## ЧТО НУЖНО СДЕЛАТЬ
a) Судя по отрывку о Серапионовых братьях, как часто собирались в комнате Михаила Слонимского?
b) Продолжите отрывок о Серапионовых братьях сразу после его последнего предложения.

## ОТРЫВОК СО СТРАНИЦЫ

ГОРЬКИЙ И ДРУГИЕ
ГОРЬКИЙ И ДРУГИЕ
Серапионовы братья[1]
Мы собирались каждую субботу в комнате Михаила Слонимского в Доме искусств. Впоследствии Ольга Форш назвала этот дом «Сумасшедшим кораблем» и рассказала о странной жизни его обитателей, полной неожиданностей и вдохновения. Но ничего странного не находил в этой жизни студент-первокурсник, ходивший с высоко поднятой головой по еще пустынному, осенью двадцатого года, Петрограду. Еще бы не гордиться! Он только что приехал из Москвы. Он чуть ли не ежедневно бывал в знаменитом «Стойле Пегаса». Он неоднократно видел Маяковского, Есенина. Он сам писал стихи — очень тонкие, как ему казалось. Однажды ему случилось даже побывать у Андрея Белого, который показал только что вышедшие «Записки мечтателя» и говорил с ним так, как будто он, мальчик, едва окончивший школу, был одним из этих мечтателей, избранников человечества и поэзии.
Очевидно, совсем другое пришло в голову Тынянову, другу моего старшего брата, приехавшему в Москву по делам Коминтерна. Найдя меня среди бледных, прекрасно одетых молодых людей, называвших себя поэтами и носивших в наружном кармане пиджака порошки с кокаином, он испугался за меня и убедил переехать в Петроград.
Я поступил в Университет. Стремясь приблизить необычайные события, которые непременно должны были произойти со мной, я поступил одновременно в Университет и в Институт живых восточных языков. Мне хотелось стать дипломатом. Меня не пугала смерть Грибоедова и нравилась жизнь Мериме. Мировая революция приближалась. Я видел себя произносящим речь в Каире, в мечети Аль-Азхар, на конгрессе освобожденных восточных народов. В свободное от государственных дел время я намеревался писать стихи или, может быть, прозу.
Словом, литературная Москва еще стояла в моих глазах, когда я впервые появился в маленькой, пропахшей дымом комнате Михаила Слонимского в Доме искусств, нимало не напоминавшем «Стойло Пегаса».
Преодолевая мучительную застенчивость, догадываясь, что я кажусь замкнутым, надменным, вглядывался я в лица будущих товарищей по литературе и жизни.
В комнатке было очень тесно. Люди сидели на кровати, на окне. Черный курчавый юноша, присев на корточки, колол кухонным ножом и подбрасывал в «буржуйку» дровишки.
Один из моих новых товарищей, красивый человек, худощавый, высокий, с правильными чертами лица, которое запоминалось сразу, показался мне старше других. Светлые глаза его были широко открыты, а когда он вдруг вступал в разговор, раскрывались еще больше, хотя это было уже почти невозможно. Это был Федин.
Другой мой новый знакомый — невысокого роста, очень черный, с бледным матовым лицом, державшийся прямо, с военной выправкой, — мягко усмехнувшись, изредка вставлял в общий разговор какое-нибудь ироническое и вместе с тем дышавшее добротой и простотой замечание. Это был Михаил Зощенко.

(Список данных)
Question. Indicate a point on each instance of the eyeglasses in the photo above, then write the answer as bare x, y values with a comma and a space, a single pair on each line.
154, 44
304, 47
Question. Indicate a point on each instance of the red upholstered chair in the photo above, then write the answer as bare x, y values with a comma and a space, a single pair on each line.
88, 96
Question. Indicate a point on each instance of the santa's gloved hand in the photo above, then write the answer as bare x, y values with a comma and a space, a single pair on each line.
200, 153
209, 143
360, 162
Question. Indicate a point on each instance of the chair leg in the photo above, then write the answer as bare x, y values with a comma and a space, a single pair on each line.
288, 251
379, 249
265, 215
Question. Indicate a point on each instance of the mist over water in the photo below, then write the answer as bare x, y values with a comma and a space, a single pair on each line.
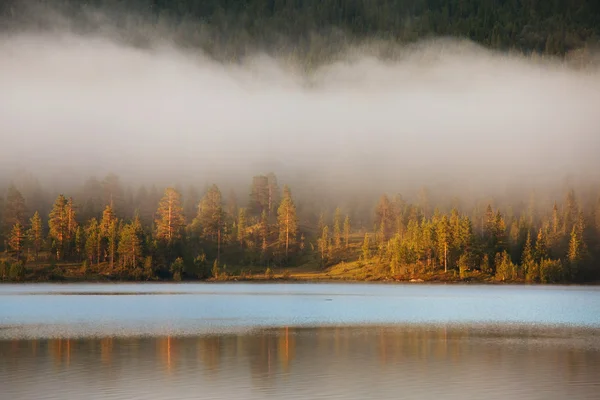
440, 109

## ОТВЕТЫ ПО ПОРЯДКУ
a) Каждую субботу.

b)
Меня привел Шкловский, представив не по имени, а названием моего первого и единственного рассказа — «Одиннадцатая аксиома», о котором, по-видимому, знали будущие Серапионовы братья. Потом он ушел, а я откинулся в угол кровати и стал несколько пренебрежительно, как это и полагалось столичному поэту, прислушиваться к разгоравшемуся спору. В нем принимали участие все, кроме плотного молодого человека в гимнастерке и солдатских английских ботинках с зелеными обмотками, который молча слушал, склонив большую голову набок. Это был Всеволод Иванов. Но главными противниками были Федин и юноша, разжигавший «буржуйку», — Лев Лунц, как я узнал вскоре.
Это был спор, не похожий на споры молодых московских поэтов, в которых было что-то случайное, менявшееся от месяца к месяцу. Здесь (это я почувствовал сразу) спор шел об основном — о столбовой дороге нашей литературы. Не знаю, можно ли сравнить его со спором между «западниками» и «славянофилами», но в настойчивом стремлении убедить противника, хотя бы это стоило самой жизни, было что-то очень серьезное, быть может уходящее к истокам этого классического спора.
Со всею страстью, в которой трудно было отличить убеждение от литературного вкуса и которая тем не менее двигала в бой целые полки неопровержимых (как мне тогда казалось) доводов, Лунц нападал на Федина, слушавшего его терпеливо, не перебивая.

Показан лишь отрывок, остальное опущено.